## [PASSAGE PROVIDED]
---

Solving Nonhomogeneous Euler Differential Equations Using Substitution
Definition
The differential equation given as follows is called the Euler differential equation.
$$ \begin{align} && a_2 x^2 \dfrac{d^2 y}{d x^2} + a_{1} x \dfrac{dy}{dx} + a_{0} y &= f(x) \label{eq1} \\ \mathrm{or}&& a_2 x^2 y^{\prime \prime} + a_{1} x y^{\prime} +a_{0} y &= f(x) \nonumber \\ \mathrm{or}&& x^2 y^{\prime \prime} + \alpha x y^{\prime} + \beta y &= f(x) \nonumber \end{align} $$
Explanation
It is also referred to as the Euler-Cauchy equation.
If it is a homogeneous equation like $f(x)=0$, it can be relatively easily solved.

---

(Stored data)
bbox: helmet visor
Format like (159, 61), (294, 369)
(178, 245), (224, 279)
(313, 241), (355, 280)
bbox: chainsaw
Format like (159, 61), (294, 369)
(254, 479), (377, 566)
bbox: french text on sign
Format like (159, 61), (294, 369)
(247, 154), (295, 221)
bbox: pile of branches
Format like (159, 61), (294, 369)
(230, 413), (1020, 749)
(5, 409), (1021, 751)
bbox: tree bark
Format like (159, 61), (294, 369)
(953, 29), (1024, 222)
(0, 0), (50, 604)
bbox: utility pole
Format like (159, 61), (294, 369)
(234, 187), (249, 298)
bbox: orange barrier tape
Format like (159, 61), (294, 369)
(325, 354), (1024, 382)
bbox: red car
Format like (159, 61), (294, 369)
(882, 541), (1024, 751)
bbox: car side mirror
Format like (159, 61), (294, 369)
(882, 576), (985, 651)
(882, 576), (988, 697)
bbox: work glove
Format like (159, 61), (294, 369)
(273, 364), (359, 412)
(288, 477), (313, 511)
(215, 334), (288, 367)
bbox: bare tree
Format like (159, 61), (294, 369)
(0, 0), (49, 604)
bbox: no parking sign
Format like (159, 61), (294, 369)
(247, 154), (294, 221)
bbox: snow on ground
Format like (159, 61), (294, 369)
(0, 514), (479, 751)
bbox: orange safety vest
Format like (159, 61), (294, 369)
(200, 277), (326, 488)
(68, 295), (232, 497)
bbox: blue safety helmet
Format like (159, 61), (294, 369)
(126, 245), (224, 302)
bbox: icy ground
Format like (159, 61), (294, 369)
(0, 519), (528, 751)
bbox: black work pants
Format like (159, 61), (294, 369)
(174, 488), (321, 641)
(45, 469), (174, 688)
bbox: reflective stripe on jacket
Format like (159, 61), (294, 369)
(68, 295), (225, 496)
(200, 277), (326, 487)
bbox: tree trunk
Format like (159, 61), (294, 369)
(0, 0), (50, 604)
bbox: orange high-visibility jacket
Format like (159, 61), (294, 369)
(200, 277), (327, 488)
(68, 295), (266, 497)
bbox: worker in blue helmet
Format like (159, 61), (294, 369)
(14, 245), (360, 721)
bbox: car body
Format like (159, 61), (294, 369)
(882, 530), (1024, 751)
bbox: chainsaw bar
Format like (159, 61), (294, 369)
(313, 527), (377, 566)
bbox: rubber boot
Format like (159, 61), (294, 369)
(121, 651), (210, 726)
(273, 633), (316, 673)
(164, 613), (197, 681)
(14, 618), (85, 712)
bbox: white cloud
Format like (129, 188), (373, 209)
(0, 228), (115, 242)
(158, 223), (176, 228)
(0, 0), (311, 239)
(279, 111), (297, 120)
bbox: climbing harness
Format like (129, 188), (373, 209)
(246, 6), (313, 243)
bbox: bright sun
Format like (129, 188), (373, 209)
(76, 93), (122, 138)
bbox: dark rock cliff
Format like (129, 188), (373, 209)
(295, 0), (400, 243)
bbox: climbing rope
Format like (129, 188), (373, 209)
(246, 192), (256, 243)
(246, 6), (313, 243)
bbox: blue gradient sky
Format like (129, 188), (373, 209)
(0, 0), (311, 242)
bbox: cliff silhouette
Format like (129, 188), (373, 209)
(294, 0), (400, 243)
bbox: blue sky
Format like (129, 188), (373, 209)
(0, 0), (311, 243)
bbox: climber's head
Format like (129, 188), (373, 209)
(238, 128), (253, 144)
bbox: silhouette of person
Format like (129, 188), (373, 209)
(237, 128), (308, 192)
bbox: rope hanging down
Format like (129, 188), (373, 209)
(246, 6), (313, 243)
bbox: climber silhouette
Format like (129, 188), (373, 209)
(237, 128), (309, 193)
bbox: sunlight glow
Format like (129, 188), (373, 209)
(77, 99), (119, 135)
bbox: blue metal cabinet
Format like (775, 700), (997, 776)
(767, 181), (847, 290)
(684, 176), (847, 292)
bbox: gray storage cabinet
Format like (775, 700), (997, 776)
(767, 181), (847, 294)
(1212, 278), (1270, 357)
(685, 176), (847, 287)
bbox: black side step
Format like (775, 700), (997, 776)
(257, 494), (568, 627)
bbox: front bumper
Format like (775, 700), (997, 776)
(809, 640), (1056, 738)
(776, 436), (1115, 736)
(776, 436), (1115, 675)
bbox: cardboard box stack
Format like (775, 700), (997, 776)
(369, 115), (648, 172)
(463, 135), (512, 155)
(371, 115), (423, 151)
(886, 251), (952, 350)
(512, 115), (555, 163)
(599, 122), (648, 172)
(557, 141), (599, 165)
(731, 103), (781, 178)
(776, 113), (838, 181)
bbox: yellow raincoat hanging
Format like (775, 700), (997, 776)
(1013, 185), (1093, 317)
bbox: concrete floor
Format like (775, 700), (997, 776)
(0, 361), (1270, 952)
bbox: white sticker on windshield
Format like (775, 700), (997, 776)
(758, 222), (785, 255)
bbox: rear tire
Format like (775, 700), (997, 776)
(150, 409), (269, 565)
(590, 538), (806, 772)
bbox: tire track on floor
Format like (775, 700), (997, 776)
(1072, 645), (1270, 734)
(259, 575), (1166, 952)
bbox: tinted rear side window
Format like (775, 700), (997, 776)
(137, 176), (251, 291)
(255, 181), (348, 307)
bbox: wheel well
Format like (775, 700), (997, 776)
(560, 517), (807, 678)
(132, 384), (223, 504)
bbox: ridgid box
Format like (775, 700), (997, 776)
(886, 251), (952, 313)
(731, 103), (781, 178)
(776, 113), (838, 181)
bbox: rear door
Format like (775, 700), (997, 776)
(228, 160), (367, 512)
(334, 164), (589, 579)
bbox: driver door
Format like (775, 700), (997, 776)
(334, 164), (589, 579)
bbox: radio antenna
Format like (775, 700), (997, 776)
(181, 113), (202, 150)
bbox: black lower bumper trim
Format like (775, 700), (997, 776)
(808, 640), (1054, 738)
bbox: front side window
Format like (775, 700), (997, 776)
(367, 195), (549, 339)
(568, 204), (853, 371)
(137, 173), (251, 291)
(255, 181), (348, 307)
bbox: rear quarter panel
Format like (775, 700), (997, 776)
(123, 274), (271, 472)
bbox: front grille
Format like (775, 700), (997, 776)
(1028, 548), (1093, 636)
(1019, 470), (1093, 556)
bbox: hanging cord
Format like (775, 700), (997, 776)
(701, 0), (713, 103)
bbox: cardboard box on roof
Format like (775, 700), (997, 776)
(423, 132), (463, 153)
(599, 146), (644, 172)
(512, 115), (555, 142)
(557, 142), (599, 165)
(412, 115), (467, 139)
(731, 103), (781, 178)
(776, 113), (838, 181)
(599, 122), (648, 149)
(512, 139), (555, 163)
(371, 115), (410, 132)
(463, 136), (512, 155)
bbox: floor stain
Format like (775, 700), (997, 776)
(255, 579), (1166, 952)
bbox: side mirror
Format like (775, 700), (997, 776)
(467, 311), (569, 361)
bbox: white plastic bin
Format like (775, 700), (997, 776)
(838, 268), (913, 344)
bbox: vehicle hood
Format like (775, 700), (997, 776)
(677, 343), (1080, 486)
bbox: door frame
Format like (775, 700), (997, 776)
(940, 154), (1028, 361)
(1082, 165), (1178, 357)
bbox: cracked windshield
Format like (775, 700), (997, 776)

---

## [THE PROBLEM]
Transcribe the passage on Euler differential equations, starting with "Solving Nonhomogeneous Euler" and going on through "relatively easily solved.". The records stand apart from the passage on Euler differential equations.

## [OUTPUT]
Solving Nonhomogeneous Euler Differential Equations Using Substitution
Definition
The differential equation given as follows is called the Euler differential equation.
$$ \begin{align} && a_2 x^2 \dfrac{d^2 y}{d x^2} + a_{1} x \dfrac{dy}{dx} + a_{0} y &= f(x) \label{eq1} \\ \mathrm{or}&& a_2 x^2 y^{\prime \prime} + a_{1} x y^{\prime} +a_{0} y &= f(x) \nonumber \\ \mathrm{or}&& x^2 y^{\prime \prime} + \alpha x y^{\prime} + \beta y &= f(x) \nonumber \end{align} $$
Explanation
It is also referred to as the Euler-Cauchy equation.
If it is a homogeneous equation like $f(x)=0$, it can be relatively easily solved.